### Direction
Copy out every line below word for word, leaving the pictures out of your answer.

### Extracted data
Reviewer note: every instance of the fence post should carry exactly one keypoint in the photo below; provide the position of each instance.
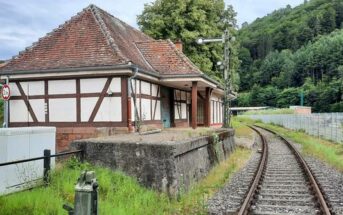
(47, 167)
(82, 154)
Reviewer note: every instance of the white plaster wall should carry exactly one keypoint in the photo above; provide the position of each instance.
(158, 109)
(177, 95)
(138, 106)
(176, 111)
(92, 85)
(33, 88)
(132, 110)
(62, 87)
(133, 82)
(14, 89)
(137, 88)
(183, 96)
(154, 89)
(115, 85)
(146, 109)
(62, 110)
(110, 110)
(87, 107)
(189, 98)
(38, 108)
(145, 87)
(183, 111)
(211, 112)
(18, 111)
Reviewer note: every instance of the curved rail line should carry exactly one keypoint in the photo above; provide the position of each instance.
(245, 208)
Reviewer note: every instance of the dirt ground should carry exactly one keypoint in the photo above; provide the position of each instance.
(172, 134)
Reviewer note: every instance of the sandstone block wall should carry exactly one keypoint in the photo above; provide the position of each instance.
(169, 167)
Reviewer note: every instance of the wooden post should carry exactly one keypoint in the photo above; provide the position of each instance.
(129, 115)
(194, 104)
(46, 165)
(207, 112)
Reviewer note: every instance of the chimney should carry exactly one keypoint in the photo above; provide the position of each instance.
(178, 45)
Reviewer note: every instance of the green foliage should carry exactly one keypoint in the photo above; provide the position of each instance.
(294, 50)
(270, 111)
(1, 112)
(119, 194)
(187, 20)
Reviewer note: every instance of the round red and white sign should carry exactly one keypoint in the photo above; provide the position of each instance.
(5, 92)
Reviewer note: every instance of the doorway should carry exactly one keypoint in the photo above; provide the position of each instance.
(166, 103)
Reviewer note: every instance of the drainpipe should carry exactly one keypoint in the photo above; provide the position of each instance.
(6, 108)
(131, 93)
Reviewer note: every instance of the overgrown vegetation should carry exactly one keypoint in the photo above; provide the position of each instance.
(324, 150)
(294, 51)
(119, 194)
(269, 111)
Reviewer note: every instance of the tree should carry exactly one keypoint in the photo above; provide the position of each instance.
(187, 20)
(328, 22)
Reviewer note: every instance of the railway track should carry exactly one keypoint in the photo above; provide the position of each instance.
(283, 183)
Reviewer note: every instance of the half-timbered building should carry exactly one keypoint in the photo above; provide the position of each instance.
(95, 75)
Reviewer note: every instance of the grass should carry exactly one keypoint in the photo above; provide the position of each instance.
(242, 130)
(270, 111)
(119, 194)
(194, 202)
(327, 151)
(1, 112)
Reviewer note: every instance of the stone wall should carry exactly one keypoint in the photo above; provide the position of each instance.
(169, 166)
(65, 135)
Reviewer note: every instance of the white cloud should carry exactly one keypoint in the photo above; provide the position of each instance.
(24, 21)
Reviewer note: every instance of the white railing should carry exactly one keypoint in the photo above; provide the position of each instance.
(324, 125)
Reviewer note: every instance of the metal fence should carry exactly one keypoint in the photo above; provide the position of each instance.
(324, 125)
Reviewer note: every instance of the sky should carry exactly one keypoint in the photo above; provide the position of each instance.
(23, 22)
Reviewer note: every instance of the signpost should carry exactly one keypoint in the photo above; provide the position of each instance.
(5, 92)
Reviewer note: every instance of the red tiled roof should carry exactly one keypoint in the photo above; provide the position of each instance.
(95, 38)
(165, 58)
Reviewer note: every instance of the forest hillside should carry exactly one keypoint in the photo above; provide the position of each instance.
(294, 51)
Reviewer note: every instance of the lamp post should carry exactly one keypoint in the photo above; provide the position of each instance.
(226, 38)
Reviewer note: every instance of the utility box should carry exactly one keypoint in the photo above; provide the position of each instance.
(24, 143)
(86, 194)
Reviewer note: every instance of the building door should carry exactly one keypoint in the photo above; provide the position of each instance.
(166, 106)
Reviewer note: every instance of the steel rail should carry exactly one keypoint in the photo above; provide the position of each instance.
(257, 178)
(317, 191)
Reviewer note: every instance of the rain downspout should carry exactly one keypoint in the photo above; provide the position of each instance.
(133, 94)
(6, 108)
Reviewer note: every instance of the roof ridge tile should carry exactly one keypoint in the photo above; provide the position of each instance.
(105, 31)
(183, 56)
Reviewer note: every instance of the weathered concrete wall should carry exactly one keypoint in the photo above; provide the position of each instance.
(169, 166)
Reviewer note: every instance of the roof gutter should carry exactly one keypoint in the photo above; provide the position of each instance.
(129, 66)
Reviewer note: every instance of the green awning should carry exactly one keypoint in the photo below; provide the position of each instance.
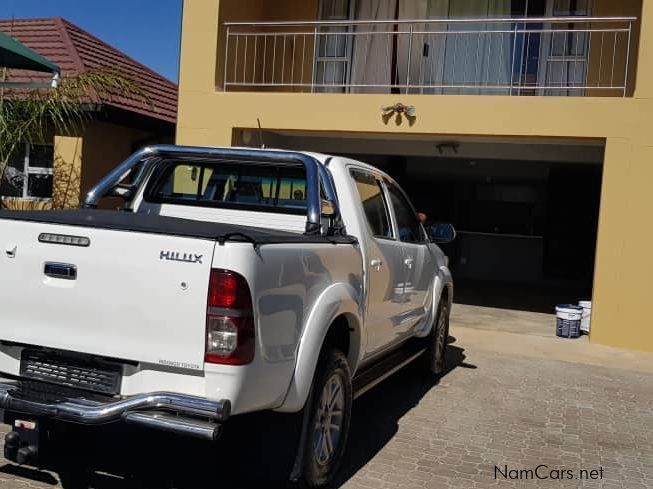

### Exercise result
Reviewer note: every instance of the fence post should carry exactly one keypoint in the photo below; provide the position of each instance.
(47, 167)
(82, 154)
Reviewer note: every instance of the white plaster wall should carry exactly one keypoint in the photo above; provide the position of each instance.
(158, 109)
(177, 95)
(138, 106)
(176, 111)
(92, 85)
(33, 88)
(132, 110)
(62, 87)
(133, 82)
(14, 89)
(137, 88)
(183, 96)
(154, 89)
(115, 85)
(146, 109)
(62, 110)
(110, 110)
(87, 107)
(189, 98)
(38, 108)
(145, 87)
(183, 111)
(211, 112)
(18, 111)
Reviewer note: every instance of the curved rail line should carry exactly one keypoint in the photo above; provide the position of each instance.
(245, 208)
Reviewer note: every instance of the dirt ground should carry exactly one keypoint in the photo above; provide the position of each instance.
(172, 134)
Reviewer note: every instance of the sandstone block wall should carry exactly one keypoint in the photo above; provide the position of each instance.
(169, 167)
Reviewer note: every instance of the wooden post should carry exactly one keypoint in the photo above; provide the position of each instance.
(129, 115)
(194, 104)
(46, 165)
(207, 112)
Reviewer note: every instance of the chimney should carry exactly one keypoint in the photo above; provide the position of each instance.
(178, 45)
Reviewer note: every instance of the green foliage should carry exactly one keypoint in the photo above; provide the position of each instance.
(294, 50)
(270, 111)
(1, 112)
(119, 194)
(187, 20)
Reviewer note: every instance of the round red and white sign should carry exactly one keypoint in the photo above; provide the position of each instance.
(5, 92)
Reviewer note: every instance of the doorway should carry exactly one keypoint in the photo above; provide the position of each instance.
(166, 103)
Reviewer note: every instance of the drainpipe should carry exactly one keypoint in the photo above; provide the position of each instance.
(6, 108)
(131, 93)
Reviewer note: every instance of the overgrown vegetation should carry exactly one keypoint in the photo above; provide the position of each instance.
(324, 150)
(294, 51)
(119, 194)
(269, 111)
Reviewer note: every instance of the tree should carry exactly one keypoint in the photo above; provide the position of each instance.
(187, 20)
(328, 22)
Reviewer note: every instance of the railway track should carry exactly one keypoint in the photo above; provide the position of each instance.
(283, 183)
Reviewer note: every instance of the half-timbered building should carry exactly one keypoint in the photo above; provide the position of each instance.
(95, 75)
Reviewer note: every instance of the grass should carry exactly one keypoint in the photo above; provide the position of each instance.
(242, 130)
(270, 111)
(119, 194)
(194, 202)
(327, 151)
(1, 112)
Reviewer note: every instance of the stone wall should carry exactly one keypoint in the photo above; provide the position of each instance.
(169, 166)
(65, 135)
Reviewer note: every instance of the white cloud should carry exactly one keypoint in the photo above; provide the position of each instance.
(24, 21)
Reviewer note: every instance of the white railing should carry exactly one keypoint in the photo above; provide the position of each instance.
(324, 125)
Reviewer note: every instance of the metal fence should carry exactly one keypoint in the photo above; provide the position of each instance.
(324, 125)
Reviewer note: every instance of the sky should carry exactly one keypoint in the photo above; provide the position of each instance.
(23, 22)
Reviewer note: every instance of the signpost should carry exactly one keypoint in the photo above; provide the position of each instance.
(5, 92)
Reviewer note: every instance of the red tiled roof should carry exactly one keypoint in the photo above; provide the position of each instance.
(95, 38)
(165, 58)
Reviewer note: every instance of the forest hillside should carry exactly one keypoint in the photo above; provide the position of each instance.
(294, 51)
Reviewer note: every instance of the lamp post should carry exactly one keypoint in the photo above; provide the position of each instance.
(226, 38)
Reviewer note: every instance of the utility box should carry exactly one keypoint in the photo above; provide the position of each instance.
(24, 143)
(86, 194)
Reviewer note: every instance of the building door should carry exactly one keypoint in the photo above; provide the position of each instance.
(166, 106)
Reviewer note: every instance of the steel rail should carry exactly one keypoint in the photo above; provide the position of each instance.
(257, 178)
(317, 191)
Reviewer note: every instance of the rain downspout should carry exactly one keypoint in the photo above; provide the position of each instance.
(133, 94)
(6, 108)
Reviewer note: every instance of the roof ridge tile should carry exactly one keypoint in the photo above; provide the position of each instance.
(105, 31)
(183, 56)
Reviewer note: every instance of the weathered concrete wall should carry exactly one keypoint in the photo above; provide the position of each instance.
(169, 166)
Reviewer note: every instance of the roof gutter should carry exactly one keypoint in the photo above; provide the position of each instance.
(129, 66)
Reviewer note: every instance of the green awning should carry exactly one keypoint in the photo below; provide the position of each instance.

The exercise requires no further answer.